- [Required work]: Set down, word for word, the stretch of lines from the one containing "Target: metal handrail" to the end of the records below.

+++ Data under study +++

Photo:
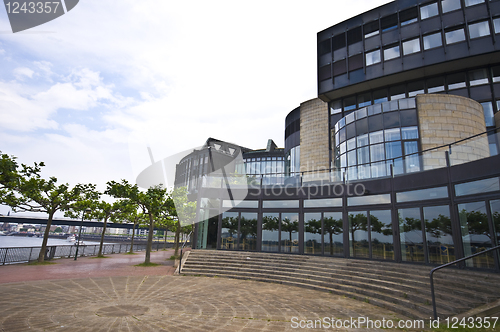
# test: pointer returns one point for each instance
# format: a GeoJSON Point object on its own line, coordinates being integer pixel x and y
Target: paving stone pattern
{"type": "Point", "coordinates": [168, 303]}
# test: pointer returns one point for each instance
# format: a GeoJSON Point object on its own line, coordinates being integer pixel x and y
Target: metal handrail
{"type": "Point", "coordinates": [180, 256]}
{"type": "Point", "coordinates": [446, 265]}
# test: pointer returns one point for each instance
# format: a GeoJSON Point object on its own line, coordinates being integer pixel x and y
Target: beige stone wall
{"type": "Point", "coordinates": [446, 119]}
{"type": "Point", "coordinates": [314, 133]}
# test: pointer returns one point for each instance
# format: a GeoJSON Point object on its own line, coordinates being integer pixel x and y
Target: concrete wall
{"type": "Point", "coordinates": [445, 119]}
{"type": "Point", "coordinates": [314, 132]}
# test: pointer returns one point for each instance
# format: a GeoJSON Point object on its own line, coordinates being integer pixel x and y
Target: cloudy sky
{"type": "Point", "coordinates": [88, 92]}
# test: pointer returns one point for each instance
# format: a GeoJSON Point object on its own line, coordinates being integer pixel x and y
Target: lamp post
{"type": "Point", "coordinates": [87, 210]}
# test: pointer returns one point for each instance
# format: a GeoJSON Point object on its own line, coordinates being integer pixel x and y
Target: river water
{"type": "Point", "coordinates": [21, 241]}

+++

- [Response below]:
Target: metal handrail
{"type": "Point", "coordinates": [180, 256]}
{"type": "Point", "coordinates": [446, 265]}
# test: pointer returns one point for each instance
# format: a GeoJSON Point object on its own line, coordinates being integer pixel x and y
Target: beige stone wall
{"type": "Point", "coordinates": [446, 119]}
{"type": "Point", "coordinates": [314, 133]}
# test: pointer returns one point for each instance
# format: a GeoJSON Point object on its own line, coordinates being integer pixel x and y
Target: concrete wall
{"type": "Point", "coordinates": [445, 119]}
{"type": "Point", "coordinates": [314, 132]}
# test: pointer returns one point for each instance
# format: a GeoJSON Point object on its own line, coordinates being integer pixel x and y
Target: cloudy sky
{"type": "Point", "coordinates": [88, 92]}
# test: pointer returns one point for each instance
# format: a GeoJSON Point object on its own line, coordinates being integer pixel x and y
Target: lamp post
{"type": "Point", "coordinates": [87, 210]}
# test: pointer returns one point for each instance
# format: a GeoJSON Point object on its own line, coordinates being integer pixel x and y
Target: river water
{"type": "Point", "coordinates": [21, 241]}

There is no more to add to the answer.